Sesklo (Greek: Σέσκλο) is a village near the city of Volos, in Thessaly (central Greece), in the regional unit of Magnesia. It is part of the municipal unit Aisonia. Nearby, a Neolithic settlement was discovered at the end of the 19th century and the first excavations were made by Greek archaeologist, Christos Tsountas.

The Neolithic settlement was covering an area of about 20 hectares in its peak period around 5000 BC and comprised about 500 - 800 houses with a population of perhaps up to 5,000 people.

This settlement gives its name to the first Neolithic culture of Europe, which inhabited Thessaly and parts of Macedonia (Greece). The oldest fragments researched at Sesklo place the civilization’s development as far back as 6850 BC with a +/- 660 year margin of error. The first settlements, which predate the 6th millennium BC, are known as proto-Sesklo (main group) and pre-Sesklo (secondary groups with differentiated characteristics) and they show an advanced agriculture and a very early use of pottery that rivals in age those of the Near East.

The peoples of Sesklo built their villages on hillsides near fertile valleys, where they grew wheat and barley, also keeping herds of mainly sheep and goats, though they also had cattle, swine and dogs. Their houses were small, with one or two rooms, built of wood or mudbrick in the early period. Later the construction technique becomes more homogeneous and all homes are built of adobe with stone foundations. In the 6th millennium BC, the first houses with two levels are found and there is also a clear intentional urbanism.

> _RECORDS SUPPLIED_
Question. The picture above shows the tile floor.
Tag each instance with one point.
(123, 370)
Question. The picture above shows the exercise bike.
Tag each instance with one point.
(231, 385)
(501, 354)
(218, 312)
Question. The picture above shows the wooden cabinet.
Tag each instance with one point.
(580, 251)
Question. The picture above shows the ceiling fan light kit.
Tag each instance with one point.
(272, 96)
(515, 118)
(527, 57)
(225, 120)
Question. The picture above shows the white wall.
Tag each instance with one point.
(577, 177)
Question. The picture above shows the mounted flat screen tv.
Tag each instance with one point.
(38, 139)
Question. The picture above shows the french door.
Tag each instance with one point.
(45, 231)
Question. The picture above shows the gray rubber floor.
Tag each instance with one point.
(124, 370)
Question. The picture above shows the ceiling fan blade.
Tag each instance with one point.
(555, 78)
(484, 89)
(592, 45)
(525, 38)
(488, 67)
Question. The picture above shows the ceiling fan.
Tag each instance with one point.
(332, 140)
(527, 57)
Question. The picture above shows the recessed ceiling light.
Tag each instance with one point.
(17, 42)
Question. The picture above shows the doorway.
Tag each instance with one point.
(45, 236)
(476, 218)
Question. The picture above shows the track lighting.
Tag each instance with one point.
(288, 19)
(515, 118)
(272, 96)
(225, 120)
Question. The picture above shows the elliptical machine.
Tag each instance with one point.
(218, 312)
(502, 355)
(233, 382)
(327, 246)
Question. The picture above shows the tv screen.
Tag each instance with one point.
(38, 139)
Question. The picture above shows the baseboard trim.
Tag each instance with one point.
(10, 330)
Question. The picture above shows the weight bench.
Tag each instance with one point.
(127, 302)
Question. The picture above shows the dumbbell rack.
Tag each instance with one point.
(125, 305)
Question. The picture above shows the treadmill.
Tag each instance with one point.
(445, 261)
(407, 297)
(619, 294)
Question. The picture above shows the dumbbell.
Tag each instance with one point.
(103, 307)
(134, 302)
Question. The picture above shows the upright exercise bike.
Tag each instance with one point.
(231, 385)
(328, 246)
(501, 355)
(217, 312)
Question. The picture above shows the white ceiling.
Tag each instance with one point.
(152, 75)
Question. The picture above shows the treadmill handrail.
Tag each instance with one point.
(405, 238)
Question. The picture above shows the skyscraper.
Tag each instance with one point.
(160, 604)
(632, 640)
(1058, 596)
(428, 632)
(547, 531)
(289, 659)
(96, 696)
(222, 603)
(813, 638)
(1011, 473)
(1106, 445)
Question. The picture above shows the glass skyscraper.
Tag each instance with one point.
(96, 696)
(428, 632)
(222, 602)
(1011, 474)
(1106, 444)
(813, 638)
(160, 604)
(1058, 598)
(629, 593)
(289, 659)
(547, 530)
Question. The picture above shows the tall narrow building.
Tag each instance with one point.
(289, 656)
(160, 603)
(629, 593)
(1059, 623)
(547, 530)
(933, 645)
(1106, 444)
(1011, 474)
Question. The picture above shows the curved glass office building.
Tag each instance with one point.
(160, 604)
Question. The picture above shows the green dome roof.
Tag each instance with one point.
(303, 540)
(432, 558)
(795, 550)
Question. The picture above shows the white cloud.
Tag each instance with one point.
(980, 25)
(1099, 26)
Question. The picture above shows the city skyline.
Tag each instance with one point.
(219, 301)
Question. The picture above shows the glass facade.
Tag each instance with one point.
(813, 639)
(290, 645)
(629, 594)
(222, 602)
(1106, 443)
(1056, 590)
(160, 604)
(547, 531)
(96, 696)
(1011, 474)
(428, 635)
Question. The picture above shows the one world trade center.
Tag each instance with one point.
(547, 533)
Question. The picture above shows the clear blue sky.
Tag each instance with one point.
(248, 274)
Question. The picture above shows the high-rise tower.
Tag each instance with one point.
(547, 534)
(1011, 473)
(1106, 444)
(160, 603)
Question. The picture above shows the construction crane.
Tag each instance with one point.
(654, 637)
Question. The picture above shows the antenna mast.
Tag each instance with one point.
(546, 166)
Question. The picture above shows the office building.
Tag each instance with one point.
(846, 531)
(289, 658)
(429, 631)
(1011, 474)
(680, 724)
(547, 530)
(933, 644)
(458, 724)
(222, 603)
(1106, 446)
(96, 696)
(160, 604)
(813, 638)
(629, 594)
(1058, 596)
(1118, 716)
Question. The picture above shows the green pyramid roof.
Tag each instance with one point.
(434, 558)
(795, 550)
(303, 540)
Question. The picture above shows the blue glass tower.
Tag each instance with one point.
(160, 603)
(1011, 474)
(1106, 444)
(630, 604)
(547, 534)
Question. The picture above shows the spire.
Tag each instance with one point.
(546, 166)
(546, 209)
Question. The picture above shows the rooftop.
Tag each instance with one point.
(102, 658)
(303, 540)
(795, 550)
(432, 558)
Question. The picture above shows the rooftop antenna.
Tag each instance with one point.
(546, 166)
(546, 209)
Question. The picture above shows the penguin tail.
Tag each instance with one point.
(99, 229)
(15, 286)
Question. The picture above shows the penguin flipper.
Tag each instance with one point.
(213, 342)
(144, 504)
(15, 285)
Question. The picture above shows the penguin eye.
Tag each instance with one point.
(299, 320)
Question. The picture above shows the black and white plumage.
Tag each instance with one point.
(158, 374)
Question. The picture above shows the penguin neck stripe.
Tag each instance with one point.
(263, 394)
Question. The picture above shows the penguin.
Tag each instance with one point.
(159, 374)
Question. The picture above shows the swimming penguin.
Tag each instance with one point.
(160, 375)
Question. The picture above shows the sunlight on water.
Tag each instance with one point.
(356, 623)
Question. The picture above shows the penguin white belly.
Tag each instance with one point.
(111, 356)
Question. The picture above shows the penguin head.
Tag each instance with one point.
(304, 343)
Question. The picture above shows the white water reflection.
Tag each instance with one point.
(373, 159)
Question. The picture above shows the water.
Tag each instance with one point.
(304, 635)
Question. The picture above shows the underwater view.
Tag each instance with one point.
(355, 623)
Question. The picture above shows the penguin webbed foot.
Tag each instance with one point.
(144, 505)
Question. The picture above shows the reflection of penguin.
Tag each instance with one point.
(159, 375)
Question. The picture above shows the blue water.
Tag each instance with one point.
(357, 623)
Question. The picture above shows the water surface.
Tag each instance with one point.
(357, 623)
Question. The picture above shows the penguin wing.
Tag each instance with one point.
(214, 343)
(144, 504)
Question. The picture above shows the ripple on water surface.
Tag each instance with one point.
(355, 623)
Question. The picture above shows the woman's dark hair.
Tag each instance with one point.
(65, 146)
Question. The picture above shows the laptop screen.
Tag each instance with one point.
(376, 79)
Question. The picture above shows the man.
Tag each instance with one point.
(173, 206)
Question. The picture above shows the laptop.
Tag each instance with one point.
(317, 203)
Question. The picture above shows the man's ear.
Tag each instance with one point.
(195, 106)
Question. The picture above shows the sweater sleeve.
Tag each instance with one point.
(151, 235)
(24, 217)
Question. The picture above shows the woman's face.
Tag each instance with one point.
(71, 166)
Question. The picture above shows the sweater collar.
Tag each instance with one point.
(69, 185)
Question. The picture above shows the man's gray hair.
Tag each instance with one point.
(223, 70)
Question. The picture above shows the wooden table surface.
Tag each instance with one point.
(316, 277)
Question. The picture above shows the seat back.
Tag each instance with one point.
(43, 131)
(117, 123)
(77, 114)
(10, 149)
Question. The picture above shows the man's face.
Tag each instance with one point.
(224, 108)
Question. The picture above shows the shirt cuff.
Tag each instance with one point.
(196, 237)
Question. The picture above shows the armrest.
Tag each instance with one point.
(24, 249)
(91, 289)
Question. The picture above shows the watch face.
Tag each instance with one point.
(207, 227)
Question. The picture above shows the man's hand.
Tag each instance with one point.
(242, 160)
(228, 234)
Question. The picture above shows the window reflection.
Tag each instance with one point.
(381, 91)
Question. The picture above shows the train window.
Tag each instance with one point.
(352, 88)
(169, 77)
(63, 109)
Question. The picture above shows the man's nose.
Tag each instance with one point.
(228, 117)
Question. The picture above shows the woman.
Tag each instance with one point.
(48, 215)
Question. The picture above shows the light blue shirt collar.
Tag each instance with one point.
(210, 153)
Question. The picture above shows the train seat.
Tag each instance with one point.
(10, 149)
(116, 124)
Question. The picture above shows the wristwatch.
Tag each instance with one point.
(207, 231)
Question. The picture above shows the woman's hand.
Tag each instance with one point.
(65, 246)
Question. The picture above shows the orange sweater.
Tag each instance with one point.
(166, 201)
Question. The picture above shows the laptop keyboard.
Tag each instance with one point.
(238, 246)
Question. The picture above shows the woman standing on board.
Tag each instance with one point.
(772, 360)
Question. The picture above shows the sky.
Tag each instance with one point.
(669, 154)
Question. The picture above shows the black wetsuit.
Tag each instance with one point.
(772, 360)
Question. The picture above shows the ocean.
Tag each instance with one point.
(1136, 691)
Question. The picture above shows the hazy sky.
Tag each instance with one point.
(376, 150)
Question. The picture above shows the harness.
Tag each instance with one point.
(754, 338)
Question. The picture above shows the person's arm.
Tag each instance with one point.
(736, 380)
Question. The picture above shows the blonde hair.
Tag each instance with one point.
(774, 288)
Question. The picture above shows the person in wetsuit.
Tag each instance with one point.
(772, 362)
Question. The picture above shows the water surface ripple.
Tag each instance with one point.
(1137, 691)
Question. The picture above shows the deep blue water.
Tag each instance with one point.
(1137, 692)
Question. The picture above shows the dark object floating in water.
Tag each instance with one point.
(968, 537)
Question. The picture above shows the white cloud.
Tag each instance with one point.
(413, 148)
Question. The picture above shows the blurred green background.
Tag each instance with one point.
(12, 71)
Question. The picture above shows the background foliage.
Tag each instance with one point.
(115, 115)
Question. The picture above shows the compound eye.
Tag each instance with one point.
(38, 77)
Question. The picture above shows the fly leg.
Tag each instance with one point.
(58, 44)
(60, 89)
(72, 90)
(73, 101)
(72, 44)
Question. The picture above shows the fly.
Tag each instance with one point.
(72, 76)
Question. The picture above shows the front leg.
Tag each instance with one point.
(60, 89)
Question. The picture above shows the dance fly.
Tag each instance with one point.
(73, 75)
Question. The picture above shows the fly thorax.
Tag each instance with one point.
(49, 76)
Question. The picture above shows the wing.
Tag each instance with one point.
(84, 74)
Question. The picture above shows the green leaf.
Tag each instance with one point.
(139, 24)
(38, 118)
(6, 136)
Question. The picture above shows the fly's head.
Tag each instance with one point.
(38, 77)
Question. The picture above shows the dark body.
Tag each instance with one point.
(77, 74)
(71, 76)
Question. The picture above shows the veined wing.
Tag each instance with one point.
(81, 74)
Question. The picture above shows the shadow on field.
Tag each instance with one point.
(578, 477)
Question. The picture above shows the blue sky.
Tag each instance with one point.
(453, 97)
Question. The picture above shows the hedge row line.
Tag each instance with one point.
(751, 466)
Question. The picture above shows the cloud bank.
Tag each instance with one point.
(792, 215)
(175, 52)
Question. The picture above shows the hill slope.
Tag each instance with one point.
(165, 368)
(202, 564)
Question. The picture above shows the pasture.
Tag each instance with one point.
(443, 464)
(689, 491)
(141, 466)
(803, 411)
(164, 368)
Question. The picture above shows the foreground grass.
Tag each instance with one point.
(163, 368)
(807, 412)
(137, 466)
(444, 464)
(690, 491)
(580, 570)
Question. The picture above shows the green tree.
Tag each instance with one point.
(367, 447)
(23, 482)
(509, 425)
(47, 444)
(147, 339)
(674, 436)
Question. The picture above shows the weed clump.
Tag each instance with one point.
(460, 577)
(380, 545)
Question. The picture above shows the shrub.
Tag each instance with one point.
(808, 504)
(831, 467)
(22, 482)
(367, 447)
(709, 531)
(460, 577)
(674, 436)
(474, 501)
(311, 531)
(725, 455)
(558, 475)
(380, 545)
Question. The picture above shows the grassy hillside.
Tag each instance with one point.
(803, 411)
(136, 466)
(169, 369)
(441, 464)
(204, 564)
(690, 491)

> _YOUR OBJECTIVE_
In the passage on Sesklo, rewrite the part starting at "The Neolithic settlement" and ending at "the Near East.", swapping "pottery" for "ceramics".

> _THE ANSWER_
The Neolithic settlement was covering an area of about 20 hectares in its peak period around 5000 BC and comprised about 500 - 800 houses with a population of perhaps up to 5,000 people.

This settlement gives its name to the first Neolithic culture of Europe, which inhabited Thessaly and parts of Macedonia (Greece). The oldest fragments researched at Sesklo place the civilization’s development as far back as 6850 BC with a +/- 660 year margin of error. The first settlements, which predate the 6th millennium BC, are known as proto-Sesklo (main group) and pre-Sesklo (secondary groups with differentiated characteristics) and they show an advanced agriculture and a very early use of ceramics that rivals in age those of the Near East.